Image point annotation entries
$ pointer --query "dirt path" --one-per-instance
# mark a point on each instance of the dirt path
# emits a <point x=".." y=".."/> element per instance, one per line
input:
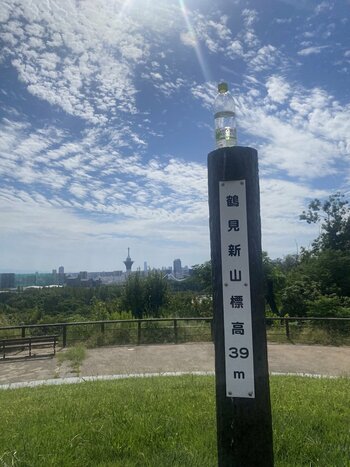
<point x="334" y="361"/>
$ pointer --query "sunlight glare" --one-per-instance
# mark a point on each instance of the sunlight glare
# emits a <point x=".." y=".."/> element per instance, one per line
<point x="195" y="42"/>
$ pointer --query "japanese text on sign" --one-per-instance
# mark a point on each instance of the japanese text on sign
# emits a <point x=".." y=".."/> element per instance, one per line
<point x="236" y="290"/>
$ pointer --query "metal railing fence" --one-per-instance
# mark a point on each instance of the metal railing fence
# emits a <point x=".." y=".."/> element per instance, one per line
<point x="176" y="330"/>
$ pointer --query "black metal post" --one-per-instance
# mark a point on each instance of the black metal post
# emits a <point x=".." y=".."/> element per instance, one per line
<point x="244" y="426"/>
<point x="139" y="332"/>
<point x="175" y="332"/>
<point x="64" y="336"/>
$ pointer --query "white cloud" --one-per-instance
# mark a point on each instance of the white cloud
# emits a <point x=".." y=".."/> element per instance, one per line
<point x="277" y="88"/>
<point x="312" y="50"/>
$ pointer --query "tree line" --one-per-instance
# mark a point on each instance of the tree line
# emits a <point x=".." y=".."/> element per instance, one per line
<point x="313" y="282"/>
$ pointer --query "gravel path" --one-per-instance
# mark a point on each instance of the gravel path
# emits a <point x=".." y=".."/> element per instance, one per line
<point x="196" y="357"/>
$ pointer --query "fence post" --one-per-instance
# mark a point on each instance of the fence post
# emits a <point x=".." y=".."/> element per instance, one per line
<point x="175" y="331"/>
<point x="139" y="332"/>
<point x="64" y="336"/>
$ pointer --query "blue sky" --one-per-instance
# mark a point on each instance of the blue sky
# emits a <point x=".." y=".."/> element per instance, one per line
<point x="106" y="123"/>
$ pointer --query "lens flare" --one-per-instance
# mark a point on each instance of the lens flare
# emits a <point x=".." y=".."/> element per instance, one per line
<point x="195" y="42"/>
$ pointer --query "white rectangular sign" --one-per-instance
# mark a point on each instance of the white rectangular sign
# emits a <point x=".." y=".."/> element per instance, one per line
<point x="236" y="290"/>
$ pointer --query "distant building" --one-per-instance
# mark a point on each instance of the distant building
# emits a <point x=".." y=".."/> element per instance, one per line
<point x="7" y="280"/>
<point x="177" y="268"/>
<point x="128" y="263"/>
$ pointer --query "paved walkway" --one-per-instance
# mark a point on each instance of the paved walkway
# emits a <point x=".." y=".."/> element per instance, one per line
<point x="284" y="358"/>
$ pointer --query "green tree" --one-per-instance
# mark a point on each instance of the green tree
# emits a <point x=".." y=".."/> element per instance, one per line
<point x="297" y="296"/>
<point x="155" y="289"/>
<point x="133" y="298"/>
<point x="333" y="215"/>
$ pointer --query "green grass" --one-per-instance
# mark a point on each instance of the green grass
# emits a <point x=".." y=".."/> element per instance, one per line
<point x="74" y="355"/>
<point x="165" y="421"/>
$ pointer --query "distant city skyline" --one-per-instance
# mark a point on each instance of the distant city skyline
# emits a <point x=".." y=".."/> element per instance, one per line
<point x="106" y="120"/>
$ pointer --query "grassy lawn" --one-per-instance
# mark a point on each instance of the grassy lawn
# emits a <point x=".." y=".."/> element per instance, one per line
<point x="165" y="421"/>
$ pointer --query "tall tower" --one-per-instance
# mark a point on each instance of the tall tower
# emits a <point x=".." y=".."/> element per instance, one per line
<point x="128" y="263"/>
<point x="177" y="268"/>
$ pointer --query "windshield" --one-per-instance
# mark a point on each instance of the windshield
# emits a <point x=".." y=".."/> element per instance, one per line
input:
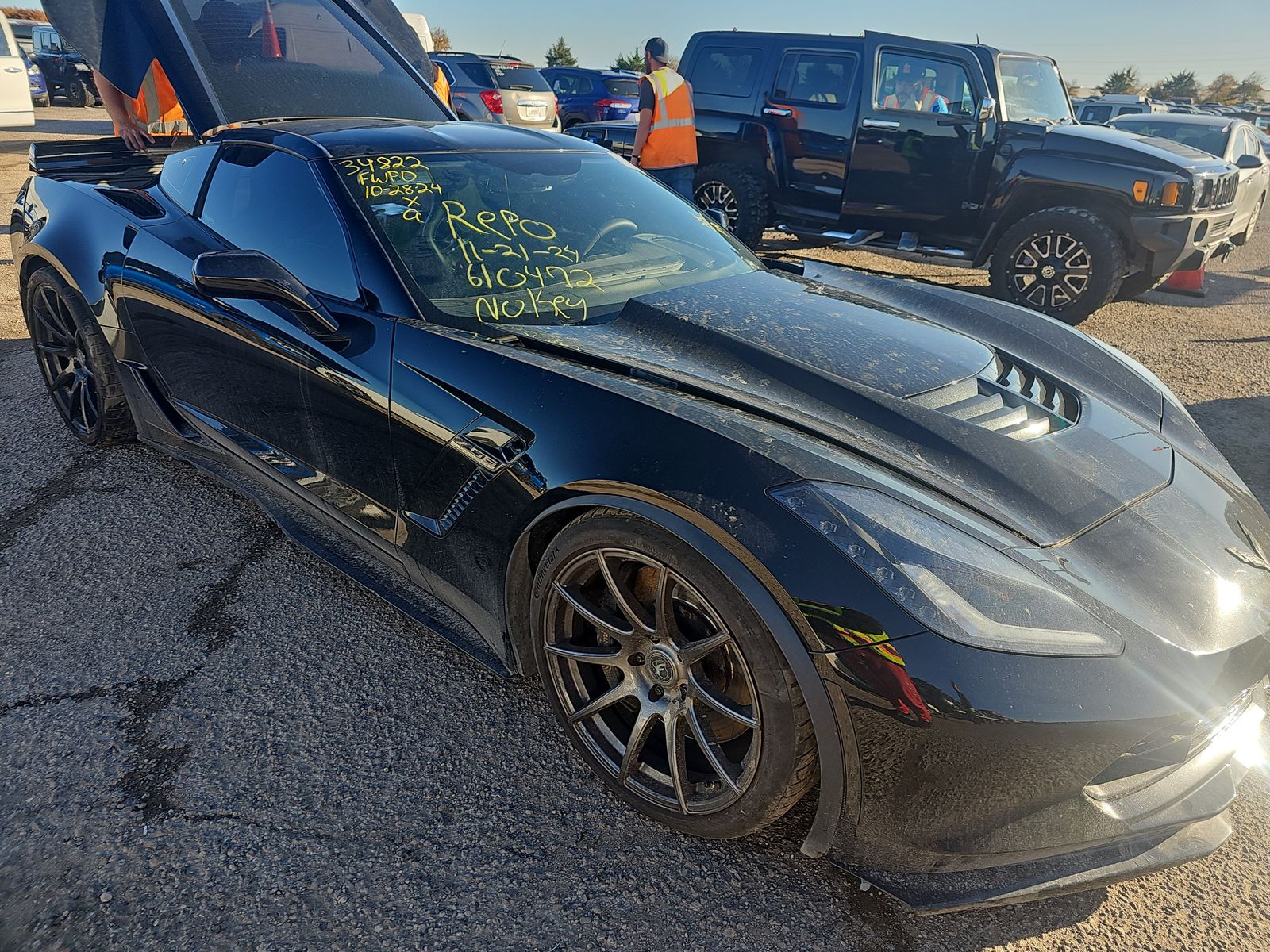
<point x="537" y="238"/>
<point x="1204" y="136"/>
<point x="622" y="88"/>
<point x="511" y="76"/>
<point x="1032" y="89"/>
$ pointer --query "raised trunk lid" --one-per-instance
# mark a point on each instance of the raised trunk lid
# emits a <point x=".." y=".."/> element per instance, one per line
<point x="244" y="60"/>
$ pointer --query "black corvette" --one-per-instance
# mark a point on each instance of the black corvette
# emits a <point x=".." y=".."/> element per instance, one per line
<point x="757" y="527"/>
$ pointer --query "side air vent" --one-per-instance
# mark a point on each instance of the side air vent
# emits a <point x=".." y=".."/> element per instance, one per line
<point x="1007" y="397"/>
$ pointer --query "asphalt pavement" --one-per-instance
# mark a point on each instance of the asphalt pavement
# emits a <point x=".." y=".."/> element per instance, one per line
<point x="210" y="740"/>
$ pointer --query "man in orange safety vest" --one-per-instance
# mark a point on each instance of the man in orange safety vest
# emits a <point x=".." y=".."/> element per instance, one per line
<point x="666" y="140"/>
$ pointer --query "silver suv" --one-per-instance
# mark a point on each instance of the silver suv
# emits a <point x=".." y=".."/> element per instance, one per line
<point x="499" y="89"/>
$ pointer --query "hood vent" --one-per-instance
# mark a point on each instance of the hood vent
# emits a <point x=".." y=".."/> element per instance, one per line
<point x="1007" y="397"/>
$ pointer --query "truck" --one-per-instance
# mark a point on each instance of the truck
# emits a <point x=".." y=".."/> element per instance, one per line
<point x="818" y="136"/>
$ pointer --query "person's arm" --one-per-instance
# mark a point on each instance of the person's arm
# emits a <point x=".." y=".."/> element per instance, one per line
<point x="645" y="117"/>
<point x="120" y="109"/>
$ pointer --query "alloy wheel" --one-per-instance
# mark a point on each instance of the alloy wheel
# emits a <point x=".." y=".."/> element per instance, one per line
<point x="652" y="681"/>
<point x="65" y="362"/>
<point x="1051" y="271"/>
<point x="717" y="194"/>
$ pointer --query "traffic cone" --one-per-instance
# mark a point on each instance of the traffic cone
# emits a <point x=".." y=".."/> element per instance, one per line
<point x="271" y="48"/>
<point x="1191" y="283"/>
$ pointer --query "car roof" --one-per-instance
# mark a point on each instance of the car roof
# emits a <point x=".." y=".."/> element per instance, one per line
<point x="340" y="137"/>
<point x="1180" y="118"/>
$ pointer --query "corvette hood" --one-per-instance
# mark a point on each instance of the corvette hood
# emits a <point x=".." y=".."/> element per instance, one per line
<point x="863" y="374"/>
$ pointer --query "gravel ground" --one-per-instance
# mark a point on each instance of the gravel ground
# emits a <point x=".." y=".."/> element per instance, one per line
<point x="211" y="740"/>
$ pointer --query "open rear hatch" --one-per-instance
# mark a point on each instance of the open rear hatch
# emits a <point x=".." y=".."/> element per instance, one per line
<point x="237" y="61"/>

What you will do
Identify and copy every line in the items above that contains the string "flare".

Solution below
$ pointer --query "lens flare" --one-per-instance
# mark a point on each instance of the lens flare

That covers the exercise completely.